WHAT IS ASKED:
Provide the data again in its entirety, exactly as given.
++++ INPUT FOR THIS TASK ++++
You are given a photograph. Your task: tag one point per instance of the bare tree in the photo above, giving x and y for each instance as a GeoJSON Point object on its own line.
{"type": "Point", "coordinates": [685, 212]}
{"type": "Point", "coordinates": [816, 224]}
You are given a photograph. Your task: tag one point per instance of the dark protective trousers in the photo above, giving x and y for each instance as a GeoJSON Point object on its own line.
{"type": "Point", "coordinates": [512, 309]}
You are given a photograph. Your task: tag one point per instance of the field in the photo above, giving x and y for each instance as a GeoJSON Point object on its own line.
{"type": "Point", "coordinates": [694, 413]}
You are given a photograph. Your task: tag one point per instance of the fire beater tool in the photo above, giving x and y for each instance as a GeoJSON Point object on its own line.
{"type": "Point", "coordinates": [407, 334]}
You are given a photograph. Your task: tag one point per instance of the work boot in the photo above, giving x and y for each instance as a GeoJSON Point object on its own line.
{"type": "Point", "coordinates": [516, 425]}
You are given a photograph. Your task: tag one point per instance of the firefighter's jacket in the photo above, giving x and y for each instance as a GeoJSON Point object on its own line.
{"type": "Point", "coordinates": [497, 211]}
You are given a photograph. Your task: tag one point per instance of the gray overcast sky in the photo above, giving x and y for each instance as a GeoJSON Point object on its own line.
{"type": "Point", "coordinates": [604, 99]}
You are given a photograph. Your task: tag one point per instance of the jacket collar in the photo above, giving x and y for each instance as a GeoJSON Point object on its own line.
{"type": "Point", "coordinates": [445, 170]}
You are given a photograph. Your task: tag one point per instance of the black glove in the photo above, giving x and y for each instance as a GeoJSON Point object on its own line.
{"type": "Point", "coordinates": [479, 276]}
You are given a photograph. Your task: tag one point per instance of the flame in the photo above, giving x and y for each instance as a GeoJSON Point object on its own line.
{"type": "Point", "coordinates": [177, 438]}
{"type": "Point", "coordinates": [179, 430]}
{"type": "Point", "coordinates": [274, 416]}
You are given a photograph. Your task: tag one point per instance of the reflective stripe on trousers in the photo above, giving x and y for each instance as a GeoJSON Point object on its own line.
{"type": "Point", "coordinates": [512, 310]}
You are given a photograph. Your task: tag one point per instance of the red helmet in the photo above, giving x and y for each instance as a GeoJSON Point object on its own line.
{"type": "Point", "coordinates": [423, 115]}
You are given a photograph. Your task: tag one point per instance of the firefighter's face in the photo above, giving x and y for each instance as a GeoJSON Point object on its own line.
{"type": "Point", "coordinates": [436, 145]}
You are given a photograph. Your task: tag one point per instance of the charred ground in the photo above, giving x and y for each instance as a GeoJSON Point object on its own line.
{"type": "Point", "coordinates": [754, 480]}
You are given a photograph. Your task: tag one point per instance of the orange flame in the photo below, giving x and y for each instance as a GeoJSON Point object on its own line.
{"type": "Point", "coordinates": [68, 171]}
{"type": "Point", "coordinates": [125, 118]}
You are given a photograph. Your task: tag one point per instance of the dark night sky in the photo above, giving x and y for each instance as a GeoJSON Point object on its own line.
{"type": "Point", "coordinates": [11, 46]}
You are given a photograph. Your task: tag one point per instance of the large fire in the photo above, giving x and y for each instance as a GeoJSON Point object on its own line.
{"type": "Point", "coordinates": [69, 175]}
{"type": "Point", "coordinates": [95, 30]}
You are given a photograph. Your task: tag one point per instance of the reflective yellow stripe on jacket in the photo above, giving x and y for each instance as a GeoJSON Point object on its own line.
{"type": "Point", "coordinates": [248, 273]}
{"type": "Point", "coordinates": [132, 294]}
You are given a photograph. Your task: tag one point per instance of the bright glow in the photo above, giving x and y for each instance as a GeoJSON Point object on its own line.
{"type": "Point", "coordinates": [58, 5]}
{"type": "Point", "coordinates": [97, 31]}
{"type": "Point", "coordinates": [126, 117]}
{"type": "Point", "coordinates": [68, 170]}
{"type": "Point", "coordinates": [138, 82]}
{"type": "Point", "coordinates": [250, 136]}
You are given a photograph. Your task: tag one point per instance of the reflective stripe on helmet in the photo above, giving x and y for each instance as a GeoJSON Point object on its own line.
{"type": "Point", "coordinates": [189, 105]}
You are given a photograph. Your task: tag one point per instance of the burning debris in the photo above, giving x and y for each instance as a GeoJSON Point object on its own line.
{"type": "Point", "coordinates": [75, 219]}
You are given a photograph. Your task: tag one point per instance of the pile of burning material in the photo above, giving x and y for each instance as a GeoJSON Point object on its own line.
++++
RESPONSE:
You are given a photograph. Your task: tag one point per instance of the bare tree in the photo above, giving x and y for each instance as a GeoJSON Point object on its own line.
{"type": "Point", "coordinates": [685, 212]}
{"type": "Point", "coordinates": [816, 224]}
You are given a photograph. Your task: tag one point per instance of the dark protective trousers in the photo above, giving x and y for each instance as a GeoJSON Point object on its own line.
{"type": "Point", "coordinates": [512, 309]}
You are given a photograph. Your task: tag one point per instance of the field in the photo above, giving x and y for each instance as a GeoJSON Point object on its own line.
{"type": "Point", "coordinates": [694, 413]}
You are given a photograph. Your task: tag one point per instance of the fire beater tool in the photo above, giving x and y for each instance as a GeoJSON Point object on its own line.
{"type": "Point", "coordinates": [407, 334]}
You are given a photograph. Your task: tag one point per instance of the work boot in the photo above, giving x and y for each instance as a GeoJSON Point object on its own line.
{"type": "Point", "coordinates": [516, 425]}
You are given a photograph. Your task: tag one point per instance of the firefighter's jacket in the photo above, giving x and y for each instance as a GeoJSON Point object on its own line.
{"type": "Point", "coordinates": [497, 211]}
You are given a photograph. Your task: tag one point per instance of the gray overcast sky in the photo above, giving x and y for each instance as a GeoJSON Point object on its own line.
{"type": "Point", "coordinates": [604, 99]}
You are given a photograph. Your task: tag one point per instance of the jacket collar in the photo above, giving x and y for each instance as a GeoJSON Point object on its own line.
{"type": "Point", "coordinates": [445, 170]}
You are given a photograph. Your task: tag one point per instance of the black glove in the photo above, giving x and y for each instance as a GeoJSON Point object on its own line.
{"type": "Point", "coordinates": [479, 276]}
You are given a photograph. Your task: tag one point per instance of the flame in the photo above, giving x and y for each instance as a GeoJSON Point object on its own line.
{"type": "Point", "coordinates": [177, 438]}
{"type": "Point", "coordinates": [179, 430]}
{"type": "Point", "coordinates": [274, 416]}
You are given a photograph. Your task: tag one point per instance of the reflective stripe on trousers in the photo above, giving x and y for each instance as a GeoJSON Point object on its own line.
{"type": "Point", "coordinates": [512, 310]}
You are given a photograph. Your task: tag one point per instance of the red helmet in the photo above, giving x and y for each instance as a GeoJSON Point object on its own line.
{"type": "Point", "coordinates": [423, 115]}
You are given a photograph. Your task: tag one point per instance of the firefighter's face in the photo above, giving x and y for each instance as a GeoJSON Point object on its own line.
{"type": "Point", "coordinates": [436, 145]}
You are given a photograph. Your task: tag one point per instance of the charred ground in the photo above, giving x and y for each instance as a GeoJSON Point object on its own line.
{"type": "Point", "coordinates": [754, 480]}
You are given a photograph. Your task: tag one point per instance of the orange flame in the photo below, giving x and y for each instance as a GeoJSON Point object on its own line.
{"type": "Point", "coordinates": [68, 171]}
{"type": "Point", "coordinates": [125, 118]}
You are given a photograph. Your task: tag one point per instance of the dark night sky in the photo above, giving x and y for each instance as a GeoJSON Point object on its own line.
{"type": "Point", "coordinates": [11, 46]}
You are given a photograph. Your task: tag one point per instance of the large fire in the photo above, giving x and y for each instance as a GeoJSON Point object on its own line.
{"type": "Point", "coordinates": [69, 175]}
{"type": "Point", "coordinates": [95, 30]}
You are given a photograph. Your task: tag one point per instance of the reflective yellow stripe on jacket in the photo above, giving x and y for each instance as a GeoJSON Point object on its own line.
{"type": "Point", "coordinates": [248, 273]}
{"type": "Point", "coordinates": [132, 294]}
You are given a photograph. Your task: tag one point per instance of the bright glow in the photo above, giving x and y for each instance as a GeoJSON Point object on its own line.
{"type": "Point", "coordinates": [58, 5]}
{"type": "Point", "coordinates": [97, 31]}
{"type": "Point", "coordinates": [126, 117]}
{"type": "Point", "coordinates": [68, 170]}
{"type": "Point", "coordinates": [138, 82]}
{"type": "Point", "coordinates": [250, 136]}
You are given a photograph. Your task: tag one point per instance of the reflective stripe on helmet in the photo above, giving x and y for each instance as a GeoJSON Point object on its own line.
{"type": "Point", "coordinates": [189, 105]}
You are given a photograph. Your task: tag one point per instance of the burning debris in the photo above, giving x and y for each instance as a GeoJSON Point object on its own line.
{"type": "Point", "coordinates": [75, 219]}
You are given a photograph. Your task: tag one point per instance of the pile of burning material in the photo above, giving x and y for each instance as a GeoJSON Point object on its own line.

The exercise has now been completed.